GIVEN TASK
Find every line in the items below that contains the string "left", and copy each of those lines in full.

Excerpts of bounding box data
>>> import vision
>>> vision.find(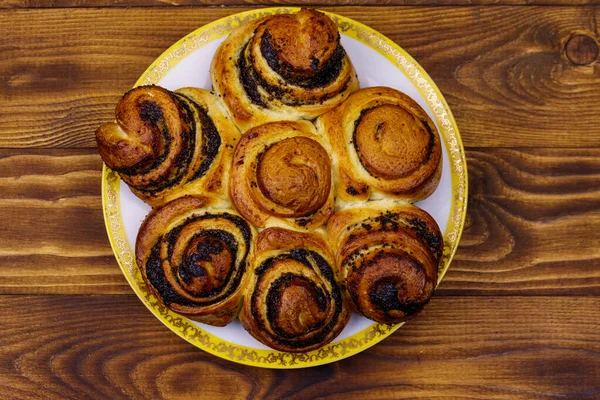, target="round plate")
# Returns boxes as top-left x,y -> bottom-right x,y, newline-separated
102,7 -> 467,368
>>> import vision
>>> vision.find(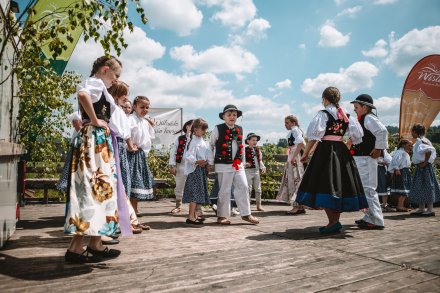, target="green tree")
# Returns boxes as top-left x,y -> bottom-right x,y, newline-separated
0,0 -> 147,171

---

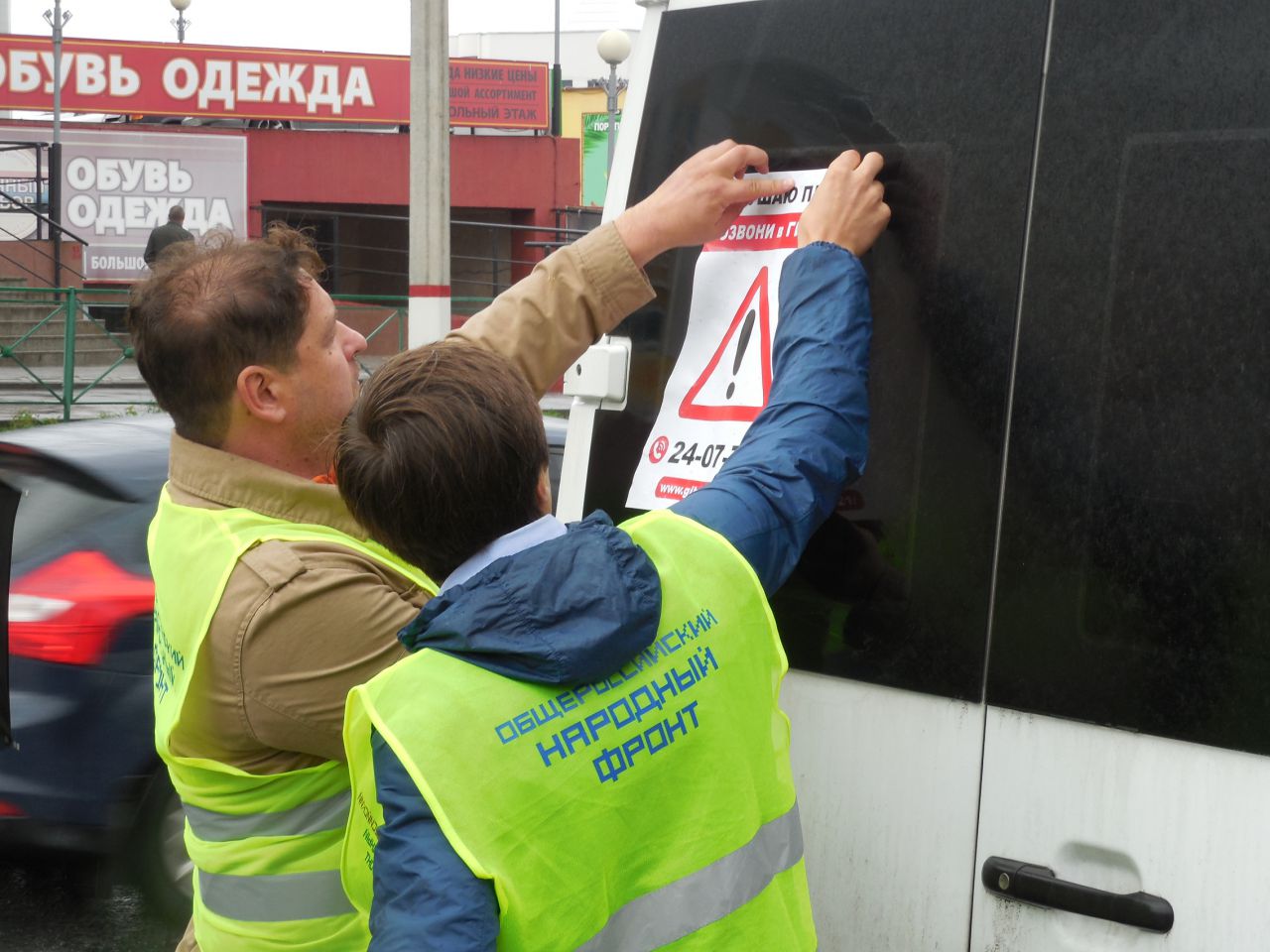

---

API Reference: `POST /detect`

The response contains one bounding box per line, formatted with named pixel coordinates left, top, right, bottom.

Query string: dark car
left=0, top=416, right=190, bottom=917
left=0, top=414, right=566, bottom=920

SOLUTION BELOW
# Returns boxes as top-left x,y -> bottom-right x,y, newline-separated
# Returns boxes as top-left x,y -> bottom-right x,y, newline-separated
The response contains one bounding box per line, formatted with named pixel coordinates left, top, right, bottom.
left=0, top=416, right=190, bottom=917
left=0, top=414, right=566, bottom=920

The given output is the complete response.